_Task goal:_ Set down exactly, and only, the lines from the one with "instance. Target: sky" to the final line of the entries, both included.

_Material provided:_
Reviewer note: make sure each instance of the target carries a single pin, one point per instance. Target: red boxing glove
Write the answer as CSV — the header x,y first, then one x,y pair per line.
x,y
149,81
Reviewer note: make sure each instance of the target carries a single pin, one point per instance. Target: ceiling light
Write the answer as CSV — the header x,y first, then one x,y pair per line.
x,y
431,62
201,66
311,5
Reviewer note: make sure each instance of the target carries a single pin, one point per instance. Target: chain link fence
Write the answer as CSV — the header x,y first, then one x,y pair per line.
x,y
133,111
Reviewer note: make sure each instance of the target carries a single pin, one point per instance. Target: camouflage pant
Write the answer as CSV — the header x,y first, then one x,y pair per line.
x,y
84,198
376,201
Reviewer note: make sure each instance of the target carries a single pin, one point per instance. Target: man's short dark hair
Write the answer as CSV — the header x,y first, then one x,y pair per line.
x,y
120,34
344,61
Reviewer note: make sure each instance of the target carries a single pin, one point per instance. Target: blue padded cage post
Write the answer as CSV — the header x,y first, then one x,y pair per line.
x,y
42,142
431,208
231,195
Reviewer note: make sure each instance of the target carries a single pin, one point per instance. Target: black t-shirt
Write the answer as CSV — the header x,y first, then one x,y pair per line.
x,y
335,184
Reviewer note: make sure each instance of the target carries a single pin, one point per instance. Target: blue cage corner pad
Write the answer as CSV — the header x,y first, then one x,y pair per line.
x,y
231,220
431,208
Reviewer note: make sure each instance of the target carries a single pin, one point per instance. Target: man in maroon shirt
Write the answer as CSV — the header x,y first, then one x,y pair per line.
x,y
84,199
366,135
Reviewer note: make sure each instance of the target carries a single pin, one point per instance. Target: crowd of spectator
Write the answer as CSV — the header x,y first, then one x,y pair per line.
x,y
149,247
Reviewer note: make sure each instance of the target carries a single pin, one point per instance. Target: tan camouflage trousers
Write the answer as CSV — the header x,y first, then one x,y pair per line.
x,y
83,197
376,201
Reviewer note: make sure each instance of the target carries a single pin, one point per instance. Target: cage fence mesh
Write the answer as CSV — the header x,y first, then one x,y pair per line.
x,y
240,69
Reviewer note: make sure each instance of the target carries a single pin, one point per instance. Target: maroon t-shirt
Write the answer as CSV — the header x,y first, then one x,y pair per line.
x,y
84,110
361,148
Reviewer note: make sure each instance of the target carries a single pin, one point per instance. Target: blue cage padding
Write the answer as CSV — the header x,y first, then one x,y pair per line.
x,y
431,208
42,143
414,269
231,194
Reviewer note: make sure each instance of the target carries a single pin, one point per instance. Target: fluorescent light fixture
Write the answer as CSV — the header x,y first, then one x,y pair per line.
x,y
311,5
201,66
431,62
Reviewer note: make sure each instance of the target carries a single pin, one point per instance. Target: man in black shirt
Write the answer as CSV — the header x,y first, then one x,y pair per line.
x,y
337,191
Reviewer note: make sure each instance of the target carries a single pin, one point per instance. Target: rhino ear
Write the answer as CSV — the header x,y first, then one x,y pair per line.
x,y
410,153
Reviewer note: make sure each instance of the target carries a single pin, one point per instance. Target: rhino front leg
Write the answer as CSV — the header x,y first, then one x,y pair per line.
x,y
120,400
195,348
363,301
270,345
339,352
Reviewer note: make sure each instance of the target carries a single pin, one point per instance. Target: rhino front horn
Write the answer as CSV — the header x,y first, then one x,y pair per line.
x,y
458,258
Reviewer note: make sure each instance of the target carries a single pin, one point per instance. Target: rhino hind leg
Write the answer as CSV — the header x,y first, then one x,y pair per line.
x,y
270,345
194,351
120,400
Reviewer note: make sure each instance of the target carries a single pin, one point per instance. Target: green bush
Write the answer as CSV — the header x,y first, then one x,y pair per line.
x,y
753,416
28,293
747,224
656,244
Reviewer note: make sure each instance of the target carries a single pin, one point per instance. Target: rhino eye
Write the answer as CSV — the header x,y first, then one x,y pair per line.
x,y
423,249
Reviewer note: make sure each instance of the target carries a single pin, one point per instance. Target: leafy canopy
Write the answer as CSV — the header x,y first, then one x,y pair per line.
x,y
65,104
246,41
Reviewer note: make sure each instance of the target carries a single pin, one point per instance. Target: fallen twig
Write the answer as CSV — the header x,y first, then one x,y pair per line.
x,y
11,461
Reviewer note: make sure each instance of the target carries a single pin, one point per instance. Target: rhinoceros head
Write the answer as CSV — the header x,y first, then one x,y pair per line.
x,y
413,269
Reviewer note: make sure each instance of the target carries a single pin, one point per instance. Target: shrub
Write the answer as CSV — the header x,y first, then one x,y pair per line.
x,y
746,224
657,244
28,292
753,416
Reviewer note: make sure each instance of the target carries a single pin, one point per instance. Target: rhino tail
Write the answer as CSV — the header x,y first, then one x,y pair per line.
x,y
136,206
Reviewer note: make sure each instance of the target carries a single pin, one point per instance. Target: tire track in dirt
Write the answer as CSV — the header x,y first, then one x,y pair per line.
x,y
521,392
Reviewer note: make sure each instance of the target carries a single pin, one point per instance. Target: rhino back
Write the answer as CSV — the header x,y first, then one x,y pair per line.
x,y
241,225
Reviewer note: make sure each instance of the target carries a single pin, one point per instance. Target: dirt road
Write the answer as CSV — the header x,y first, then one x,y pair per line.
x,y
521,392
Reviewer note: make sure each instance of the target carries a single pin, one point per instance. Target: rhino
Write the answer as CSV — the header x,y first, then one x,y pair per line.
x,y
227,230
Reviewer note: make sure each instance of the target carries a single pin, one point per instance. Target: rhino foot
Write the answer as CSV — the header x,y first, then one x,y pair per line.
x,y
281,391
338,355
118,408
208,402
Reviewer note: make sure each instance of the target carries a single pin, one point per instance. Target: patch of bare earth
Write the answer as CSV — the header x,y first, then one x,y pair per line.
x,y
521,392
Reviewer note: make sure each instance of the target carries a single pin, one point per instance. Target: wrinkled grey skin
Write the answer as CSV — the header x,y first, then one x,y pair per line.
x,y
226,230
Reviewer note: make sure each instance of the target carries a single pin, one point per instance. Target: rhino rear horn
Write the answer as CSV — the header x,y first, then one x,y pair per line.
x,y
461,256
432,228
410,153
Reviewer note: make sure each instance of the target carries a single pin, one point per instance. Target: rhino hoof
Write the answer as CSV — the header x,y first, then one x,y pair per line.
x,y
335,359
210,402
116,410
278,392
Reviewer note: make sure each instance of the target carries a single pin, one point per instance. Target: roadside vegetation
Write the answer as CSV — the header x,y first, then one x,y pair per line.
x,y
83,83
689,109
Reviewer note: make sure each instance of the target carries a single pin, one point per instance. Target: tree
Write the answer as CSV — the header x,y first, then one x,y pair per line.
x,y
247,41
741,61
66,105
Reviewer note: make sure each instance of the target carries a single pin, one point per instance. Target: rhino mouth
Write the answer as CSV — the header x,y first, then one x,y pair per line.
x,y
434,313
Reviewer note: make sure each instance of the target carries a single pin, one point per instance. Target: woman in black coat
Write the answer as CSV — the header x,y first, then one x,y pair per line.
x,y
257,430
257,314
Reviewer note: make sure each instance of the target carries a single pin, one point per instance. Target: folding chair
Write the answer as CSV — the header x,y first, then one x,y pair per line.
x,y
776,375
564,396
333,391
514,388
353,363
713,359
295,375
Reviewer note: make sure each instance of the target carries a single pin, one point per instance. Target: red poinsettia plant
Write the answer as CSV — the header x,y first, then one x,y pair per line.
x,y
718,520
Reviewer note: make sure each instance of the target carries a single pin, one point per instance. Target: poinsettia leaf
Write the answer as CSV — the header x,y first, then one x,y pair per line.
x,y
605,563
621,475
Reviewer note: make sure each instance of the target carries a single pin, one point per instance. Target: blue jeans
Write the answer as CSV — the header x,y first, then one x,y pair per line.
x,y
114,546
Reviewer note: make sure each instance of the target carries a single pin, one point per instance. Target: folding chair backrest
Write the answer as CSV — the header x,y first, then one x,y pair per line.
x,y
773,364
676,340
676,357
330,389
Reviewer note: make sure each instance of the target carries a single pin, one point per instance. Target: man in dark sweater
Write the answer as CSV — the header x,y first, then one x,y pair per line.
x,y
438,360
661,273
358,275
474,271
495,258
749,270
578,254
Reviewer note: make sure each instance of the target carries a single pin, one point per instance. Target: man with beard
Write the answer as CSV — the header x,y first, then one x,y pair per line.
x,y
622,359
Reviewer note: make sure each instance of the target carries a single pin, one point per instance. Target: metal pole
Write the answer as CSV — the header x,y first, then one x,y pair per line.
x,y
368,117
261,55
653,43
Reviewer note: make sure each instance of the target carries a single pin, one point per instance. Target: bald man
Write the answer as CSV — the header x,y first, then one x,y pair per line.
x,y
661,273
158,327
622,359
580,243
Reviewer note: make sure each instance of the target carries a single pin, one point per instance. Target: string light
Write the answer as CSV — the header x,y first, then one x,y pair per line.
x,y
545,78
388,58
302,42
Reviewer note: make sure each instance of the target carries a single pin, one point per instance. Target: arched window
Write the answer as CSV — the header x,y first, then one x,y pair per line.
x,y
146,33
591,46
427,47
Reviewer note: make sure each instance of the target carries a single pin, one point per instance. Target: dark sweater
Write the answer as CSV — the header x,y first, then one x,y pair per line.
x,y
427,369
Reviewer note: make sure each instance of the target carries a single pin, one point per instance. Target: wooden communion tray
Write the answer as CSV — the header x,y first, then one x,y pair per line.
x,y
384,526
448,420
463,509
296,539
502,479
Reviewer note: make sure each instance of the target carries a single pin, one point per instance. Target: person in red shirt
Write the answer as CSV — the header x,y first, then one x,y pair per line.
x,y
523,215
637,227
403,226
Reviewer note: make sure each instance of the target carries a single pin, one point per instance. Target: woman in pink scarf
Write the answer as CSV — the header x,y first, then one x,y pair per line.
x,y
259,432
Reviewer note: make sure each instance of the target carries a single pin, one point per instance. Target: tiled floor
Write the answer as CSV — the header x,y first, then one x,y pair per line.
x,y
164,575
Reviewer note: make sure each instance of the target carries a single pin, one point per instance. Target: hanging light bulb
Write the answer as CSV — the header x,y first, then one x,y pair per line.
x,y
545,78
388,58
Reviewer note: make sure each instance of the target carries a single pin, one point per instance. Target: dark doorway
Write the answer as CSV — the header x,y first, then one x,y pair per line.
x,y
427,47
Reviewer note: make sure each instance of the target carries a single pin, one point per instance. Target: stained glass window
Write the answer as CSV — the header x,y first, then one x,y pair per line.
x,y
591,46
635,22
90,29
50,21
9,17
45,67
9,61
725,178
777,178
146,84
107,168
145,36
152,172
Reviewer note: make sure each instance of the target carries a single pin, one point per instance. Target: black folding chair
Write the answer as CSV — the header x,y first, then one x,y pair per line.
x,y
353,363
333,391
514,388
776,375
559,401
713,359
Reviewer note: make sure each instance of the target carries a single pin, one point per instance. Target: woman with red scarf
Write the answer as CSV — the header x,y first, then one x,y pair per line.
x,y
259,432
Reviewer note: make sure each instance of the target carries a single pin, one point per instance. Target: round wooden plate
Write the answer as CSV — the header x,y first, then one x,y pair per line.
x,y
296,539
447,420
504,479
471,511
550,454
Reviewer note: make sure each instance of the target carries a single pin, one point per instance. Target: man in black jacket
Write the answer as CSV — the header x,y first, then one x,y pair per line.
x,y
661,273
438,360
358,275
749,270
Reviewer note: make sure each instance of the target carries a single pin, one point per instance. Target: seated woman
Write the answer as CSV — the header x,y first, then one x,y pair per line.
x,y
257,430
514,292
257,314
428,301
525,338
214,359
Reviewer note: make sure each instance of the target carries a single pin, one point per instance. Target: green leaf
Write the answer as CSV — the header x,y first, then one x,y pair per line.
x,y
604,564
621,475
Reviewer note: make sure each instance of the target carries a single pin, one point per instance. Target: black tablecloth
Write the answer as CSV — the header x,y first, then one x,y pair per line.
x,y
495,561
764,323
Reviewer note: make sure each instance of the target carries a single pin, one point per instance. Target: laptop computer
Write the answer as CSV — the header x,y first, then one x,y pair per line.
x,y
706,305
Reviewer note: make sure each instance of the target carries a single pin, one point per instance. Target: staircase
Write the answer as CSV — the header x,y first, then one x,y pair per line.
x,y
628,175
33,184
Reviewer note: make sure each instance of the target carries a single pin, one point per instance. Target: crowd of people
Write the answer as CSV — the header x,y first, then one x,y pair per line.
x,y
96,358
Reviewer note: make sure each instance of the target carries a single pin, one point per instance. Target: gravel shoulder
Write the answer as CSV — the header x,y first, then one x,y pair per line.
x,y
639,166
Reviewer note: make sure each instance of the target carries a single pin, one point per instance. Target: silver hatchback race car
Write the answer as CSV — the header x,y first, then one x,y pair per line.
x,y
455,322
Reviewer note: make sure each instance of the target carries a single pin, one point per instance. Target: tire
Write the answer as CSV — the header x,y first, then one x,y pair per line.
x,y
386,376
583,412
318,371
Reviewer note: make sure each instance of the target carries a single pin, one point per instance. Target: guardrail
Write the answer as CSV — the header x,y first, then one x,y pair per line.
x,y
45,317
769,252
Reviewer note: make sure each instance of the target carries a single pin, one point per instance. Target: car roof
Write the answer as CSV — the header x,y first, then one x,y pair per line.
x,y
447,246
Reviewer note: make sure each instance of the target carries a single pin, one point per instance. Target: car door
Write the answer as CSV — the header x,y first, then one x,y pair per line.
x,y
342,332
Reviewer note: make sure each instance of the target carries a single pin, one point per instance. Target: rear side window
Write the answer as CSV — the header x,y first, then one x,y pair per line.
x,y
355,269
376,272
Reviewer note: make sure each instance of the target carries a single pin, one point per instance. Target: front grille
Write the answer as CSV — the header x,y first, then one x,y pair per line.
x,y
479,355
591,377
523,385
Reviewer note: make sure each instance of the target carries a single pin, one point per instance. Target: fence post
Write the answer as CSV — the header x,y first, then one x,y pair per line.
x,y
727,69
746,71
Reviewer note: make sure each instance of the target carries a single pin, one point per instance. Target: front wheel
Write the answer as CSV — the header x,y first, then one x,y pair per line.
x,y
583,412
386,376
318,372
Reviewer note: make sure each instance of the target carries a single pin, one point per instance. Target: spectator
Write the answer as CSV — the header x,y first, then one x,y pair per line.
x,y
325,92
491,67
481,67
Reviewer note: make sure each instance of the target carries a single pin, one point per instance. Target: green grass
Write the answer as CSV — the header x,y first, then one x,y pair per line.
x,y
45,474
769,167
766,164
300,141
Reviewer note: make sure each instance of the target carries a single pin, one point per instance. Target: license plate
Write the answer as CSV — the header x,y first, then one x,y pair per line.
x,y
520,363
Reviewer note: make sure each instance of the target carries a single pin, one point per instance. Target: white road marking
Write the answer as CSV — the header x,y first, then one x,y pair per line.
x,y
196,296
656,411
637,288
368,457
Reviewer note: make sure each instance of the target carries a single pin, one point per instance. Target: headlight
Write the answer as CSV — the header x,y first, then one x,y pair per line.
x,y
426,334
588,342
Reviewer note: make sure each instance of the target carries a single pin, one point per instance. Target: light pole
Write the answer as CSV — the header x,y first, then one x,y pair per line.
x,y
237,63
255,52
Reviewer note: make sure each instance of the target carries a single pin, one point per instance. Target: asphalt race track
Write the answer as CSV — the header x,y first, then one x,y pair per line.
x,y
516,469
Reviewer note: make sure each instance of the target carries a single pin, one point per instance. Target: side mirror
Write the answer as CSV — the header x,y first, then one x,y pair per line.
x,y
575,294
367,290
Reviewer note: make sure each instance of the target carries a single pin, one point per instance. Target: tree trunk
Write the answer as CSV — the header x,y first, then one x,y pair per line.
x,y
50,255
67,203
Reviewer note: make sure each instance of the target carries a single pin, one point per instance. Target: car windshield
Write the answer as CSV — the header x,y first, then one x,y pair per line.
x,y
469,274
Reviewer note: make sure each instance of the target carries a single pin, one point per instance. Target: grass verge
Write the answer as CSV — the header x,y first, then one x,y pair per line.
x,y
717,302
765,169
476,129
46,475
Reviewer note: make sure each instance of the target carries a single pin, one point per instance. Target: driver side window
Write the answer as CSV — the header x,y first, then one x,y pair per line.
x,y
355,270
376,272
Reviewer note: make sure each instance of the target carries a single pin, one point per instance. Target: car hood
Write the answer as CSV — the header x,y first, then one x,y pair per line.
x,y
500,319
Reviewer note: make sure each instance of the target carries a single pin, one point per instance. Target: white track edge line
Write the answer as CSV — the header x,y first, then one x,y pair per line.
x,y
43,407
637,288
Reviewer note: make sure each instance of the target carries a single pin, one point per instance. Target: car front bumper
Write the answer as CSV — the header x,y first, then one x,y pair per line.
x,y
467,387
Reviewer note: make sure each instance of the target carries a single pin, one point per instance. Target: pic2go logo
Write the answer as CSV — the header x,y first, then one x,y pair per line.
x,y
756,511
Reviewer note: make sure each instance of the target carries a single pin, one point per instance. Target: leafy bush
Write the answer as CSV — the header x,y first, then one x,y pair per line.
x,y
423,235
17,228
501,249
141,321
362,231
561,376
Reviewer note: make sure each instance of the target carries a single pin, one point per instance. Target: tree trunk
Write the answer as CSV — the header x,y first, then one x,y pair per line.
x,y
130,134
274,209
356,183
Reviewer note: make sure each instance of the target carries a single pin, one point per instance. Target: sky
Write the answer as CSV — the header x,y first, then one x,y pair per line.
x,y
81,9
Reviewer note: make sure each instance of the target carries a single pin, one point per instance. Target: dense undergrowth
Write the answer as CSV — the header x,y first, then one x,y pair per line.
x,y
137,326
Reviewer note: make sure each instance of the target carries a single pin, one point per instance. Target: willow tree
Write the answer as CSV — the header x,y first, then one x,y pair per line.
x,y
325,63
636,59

_Exercise output:_
Reviewer note: make sure each instance of the target carries a single pin, one point per instance. Target: sky
Write the answer as CSV — the header x,y first, then one x,y pair per line.
x,y
81,9
Reviewer note: make sure each instance of the target carries a single pin, one point per instance. Target: dense undergrowth
Write the answer as CSV — the header x,y first, then one x,y pair per line.
x,y
137,326
Reviewer note: make sure each instance of the target carries a single pin, one point per instance. Target: willow tree
Write the answer as CSV — the header x,y first, then one x,y pair per line.
x,y
325,63
636,59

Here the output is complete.